Schriftliche Aufgabe 1: Entnimm dem Text zum Schiffshebewerk den Abschnitt, der mit „Wenn der Trog“ anfängt und mit „Trog kann losfahren.“ aufhört, und gib ihn wortgetreu wieder.
Schriftliche Aufgabe 2: Nenne alle Angaben im Text zum Schiffshebewerk, die in Metern (Einheit m) gemacht werden, jeweils mit der Größe, die sie bezeichnen.
Schriftliche Aufgabe 3:
Prüfe anhand des Textes zum Schiffshebewerk, ob die folgenden Aussagen zutreffen. Antworte jeweils mit Ja oder Nein und zitiere die entscheidenden Worte wörtlich.
(a) Das Hebewerk ist seit 1969 in Betrieb.
(b) Der Trog wird von hydraulischen Pressen bewegt.
(c) Bei der Bergfahrt ist der Trog schwerer als die Gegengewichte.

Vorliegender Text:
Schiffshebewerk Saint-Louis/Arzviller
Das Schiffshebewerk Saint-Louis/Arzviller (deutsch eigentlich Schiffshebewerk St. Ludwig/Arzweiler, französisch Plan incliné de Saint-Louis/Arzviller) ist Teil des Rhein-Marne-Kanals. Es ist seit 1969 in Betrieb und ersetzt mit einem Höhenunterschied von 44,55 m 17 vormalige Schleusen zwischen Saint-Louis und Arzviller in Lothringen und dem Tal der Zorn.
Technik
Die Anlage ist ein Schiffshebewerk mit Nassförderung; Kern ist ein auf Rollen gelagerter Trog, der durch Seile gehalten wird und sich mit zwei Gegengewichten im Gleichgewicht befindet. Der Trog ist 41,50 m lang und 5,50 m breit. Die Wassertiefe beträgt 3,20 m; der mit Wasser gefüllte Trog wiegt etwa 900 Tonnen. Er wird durch elektrisch angetriebene Winden auf einer schiefen Ebene mit einem Gefälle von 41 % senkrecht zu seiner größten Ausdehnung bewegt. Die schiefe Ebene verbindet den bergseitigen Kanal, der aus Richtung Nancy kommt, mit dem talseitigen Kanal, der weiter in Richtung Straßburg führt.
Bei der Talfahrt wird der Trog mit so viel Wasser gefüllt, dass sein Gewicht etwas größer ist als das der Gegengewichte. Für die Bergfahrt wird umgekehrt etwas Wasser in den talseitigen Kanal abgelassen, so dass der Trog etwas leichter ist als die Gegengewichte. Für den Antrieb des Troges reichen daher zwei Elektromotoren mit Leistungen von je 88 kW (120 PS) aus, die als Ward-Leonard-Umformer geschaltet sind. Die Beschleunigung beim Anfahren und Abbremsen beträgt 0,02 m/s2 und die Maximalgeschwindigkeit 0,60 m/s.
Wenn der Trog an der Tal- oder Bergstation eintrifft, wird zunächst der Zwischenraum zwischen dem Trog und dem Kanal durch einen beweglichen Dichtungsrahmen geschlossen. Anschließend werden das Trog- und das Kanaltor angehoben und somit den Schiffen die Ein- und Ausfahrt ermöglicht. Vor der Abfahrt werden die beiden Tore wieder abgesenkt und der Zwischenraum wird durch Öffnen eines Schiebers geleert. Danach wird der Dichtungsrahmen wieder abgehoben und der Trog kann losfahren.

Zeilen des Datensatzes:

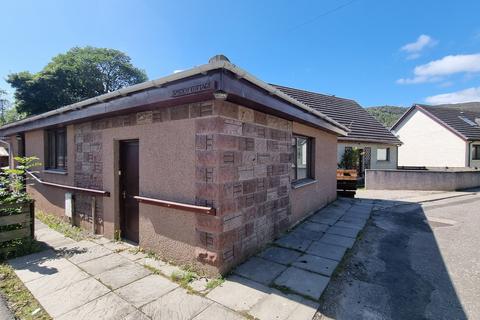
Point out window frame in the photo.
[377,147,390,162]
[44,127,68,172]
[472,144,480,161]
[292,134,315,186]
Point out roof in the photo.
[273,85,401,144]
[0,56,349,136]
[392,102,480,140]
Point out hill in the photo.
[366,106,408,128]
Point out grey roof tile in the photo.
[272,84,401,144]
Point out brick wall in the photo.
[74,122,103,233]
[71,101,294,271]
[196,101,292,270]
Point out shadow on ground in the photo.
[316,200,467,319]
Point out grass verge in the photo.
[0,262,52,320]
[35,210,91,241]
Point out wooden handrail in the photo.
[27,170,110,197]
[133,196,216,216]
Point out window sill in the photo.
[43,169,68,175]
[292,179,317,189]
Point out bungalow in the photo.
[275,85,401,177]
[392,102,480,168]
[0,56,348,273]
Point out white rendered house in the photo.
[392,103,480,168]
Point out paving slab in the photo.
[37,278,110,318]
[307,241,347,261]
[334,220,363,231]
[290,227,323,241]
[207,276,272,312]
[275,234,312,252]
[119,250,147,261]
[139,257,167,269]
[193,303,246,320]
[78,252,130,275]
[249,290,318,320]
[274,267,330,300]
[103,241,135,252]
[308,212,339,226]
[15,257,73,283]
[340,216,368,228]
[327,224,360,238]
[25,266,89,296]
[8,249,57,269]
[258,247,302,265]
[292,254,339,277]
[95,262,151,290]
[156,263,184,277]
[58,292,135,320]
[92,237,112,244]
[141,288,213,320]
[115,274,178,308]
[122,310,150,320]
[320,233,355,248]
[43,237,75,249]
[188,278,208,292]
[65,245,112,264]
[233,257,287,285]
[300,221,330,232]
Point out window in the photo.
[45,128,67,171]
[292,136,314,182]
[377,148,390,161]
[472,144,480,160]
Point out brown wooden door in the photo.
[120,140,139,243]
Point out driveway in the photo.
[10,199,374,320]
[317,191,480,319]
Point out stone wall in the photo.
[67,101,302,272]
[196,101,292,270]
[74,122,103,233]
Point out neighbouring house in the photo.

Lösung der Aufgabe 1:
Wenn der Trog an der Tal- oder Bergstation eintrifft, wird zunächst der Zwischenraum zwischen dem Trog und dem Kanal durch einen beweglichen Dichtungsrahmen geschlossen. Anschließend werden das Trog- und das Kanaltor angehoben und somit den Schiffen die Ein- und Ausfahrt ermöglicht. Vor der Abfahrt werden die beiden Tore wieder abgesenkt und der Zwischenraum wird durch Öffnen eines Schiebers geleert. Danach wird der Dichtungsrahmen wieder abgehoben und der Trog kann losfahren.

Lösung der Aufgabe 2:
- 44,55 m: Höhenunterschied
- 41,50 m: Länge des Trogs
- 5,50 m: Breite des Trogs
- 3,20 m: Wassertiefe

Lösung der Aufgabe 3:
(a) Ja: „Es ist seit 1969 in Betrieb“
(b) Nein: „durch elektrisch angetriebene Winden“
(c) Nein: „so dass der Trog etwas leichter ist als die Gegengewichte“